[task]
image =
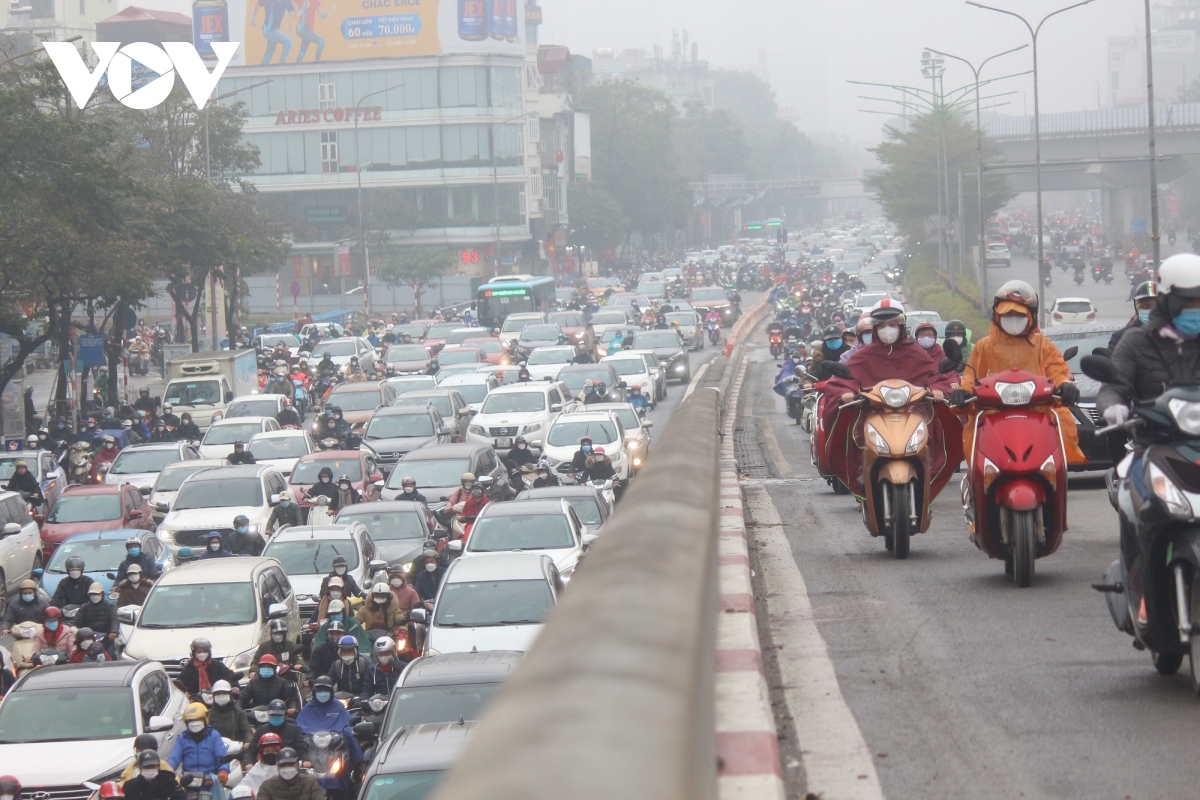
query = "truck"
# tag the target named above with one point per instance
(203, 384)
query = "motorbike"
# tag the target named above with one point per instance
(1158, 528)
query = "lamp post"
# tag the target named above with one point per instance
(1037, 120)
(983, 222)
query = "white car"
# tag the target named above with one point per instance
(281, 449)
(211, 498)
(549, 361)
(221, 435)
(492, 602)
(604, 428)
(519, 410)
(1072, 311)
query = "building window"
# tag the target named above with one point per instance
(329, 151)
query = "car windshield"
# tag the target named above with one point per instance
(219, 493)
(132, 462)
(430, 471)
(439, 402)
(403, 786)
(565, 433)
(388, 525)
(85, 507)
(334, 349)
(97, 554)
(267, 405)
(76, 714)
(493, 602)
(199, 605)
(192, 392)
(396, 426)
(312, 555)
(171, 479)
(432, 704)
(227, 434)
(265, 449)
(306, 471)
(521, 531)
(514, 403)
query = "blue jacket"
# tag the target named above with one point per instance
(203, 756)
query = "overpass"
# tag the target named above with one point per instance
(1105, 150)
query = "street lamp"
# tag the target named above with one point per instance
(1037, 120)
(983, 229)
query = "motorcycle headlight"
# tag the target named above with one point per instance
(1015, 394)
(897, 396)
(1187, 415)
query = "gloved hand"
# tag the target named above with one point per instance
(1068, 394)
(1116, 414)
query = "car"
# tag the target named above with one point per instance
(360, 401)
(549, 361)
(493, 601)
(407, 360)
(450, 403)
(211, 498)
(93, 506)
(172, 476)
(588, 503)
(341, 350)
(999, 254)
(228, 601)
(401, 429)
(306, 554)
(281, 449)
(102, 552)
(66, 729)
(359, 465)
(604, 428)
(141, 464)
(519, 410)
(221, 435)
(474, 386)
(1072, 311)
(438, 470)
(670, 350)
(447, 687)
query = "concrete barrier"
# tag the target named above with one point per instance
(616, 697)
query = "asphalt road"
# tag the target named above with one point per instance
(963, 684)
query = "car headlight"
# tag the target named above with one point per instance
(1018, 394)
(897, 396)
(1187, 415)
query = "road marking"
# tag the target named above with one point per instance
(837, 761)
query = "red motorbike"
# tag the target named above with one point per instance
(1018, 471)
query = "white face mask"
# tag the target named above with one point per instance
(1014, 324)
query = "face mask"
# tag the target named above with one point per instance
(1014, 324)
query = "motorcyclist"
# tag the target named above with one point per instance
(1145, 296)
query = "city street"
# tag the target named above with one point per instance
(960, 683)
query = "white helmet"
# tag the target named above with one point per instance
(1180, 275)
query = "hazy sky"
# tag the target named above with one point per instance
(813, 48)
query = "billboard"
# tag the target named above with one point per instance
(307, 31)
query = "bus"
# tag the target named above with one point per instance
(513, 294)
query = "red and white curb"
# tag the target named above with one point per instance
(747, 741)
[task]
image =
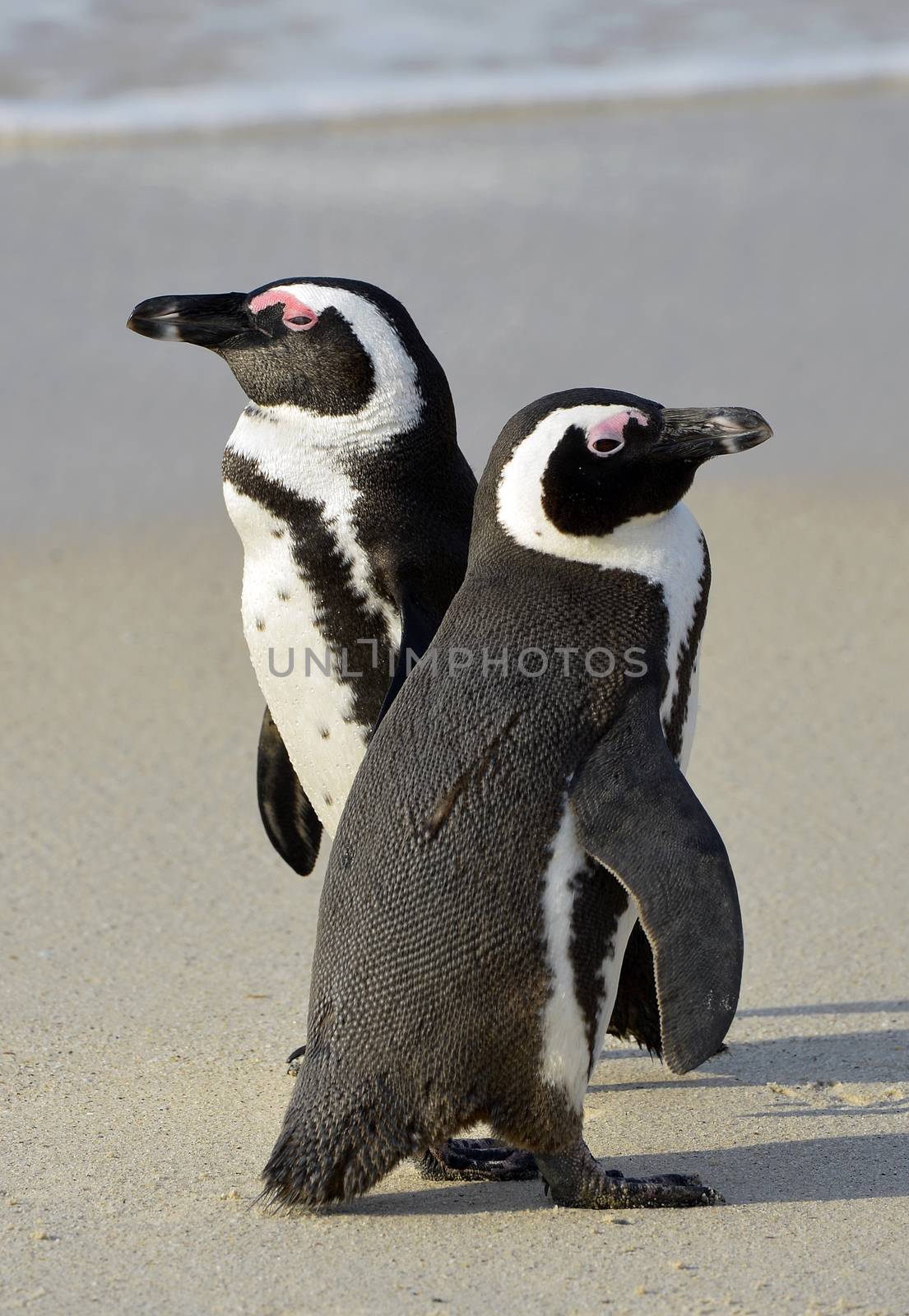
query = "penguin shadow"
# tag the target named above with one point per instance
(801, 1076)
(797, 1070)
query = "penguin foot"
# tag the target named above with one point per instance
(577, 1179)
(294, 1059)
(475, 1158)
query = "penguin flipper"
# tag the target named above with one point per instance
(637, 815)
(419, 627)
(636, 1012)
(290, 820)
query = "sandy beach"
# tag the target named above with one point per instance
(155, 953)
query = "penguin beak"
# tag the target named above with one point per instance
(208, 322)
(696, 433)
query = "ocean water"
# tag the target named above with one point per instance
(91, 67)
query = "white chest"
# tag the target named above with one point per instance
(311, 704)
(566, 1054)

> _What you will do_
Where in the records does the word "white" appear? Copy each line that holds it.

> _Completed task_
query = "white car"
query = "white face mask"
query = "white helmet"
query = "red and white curb"
query = "white chest"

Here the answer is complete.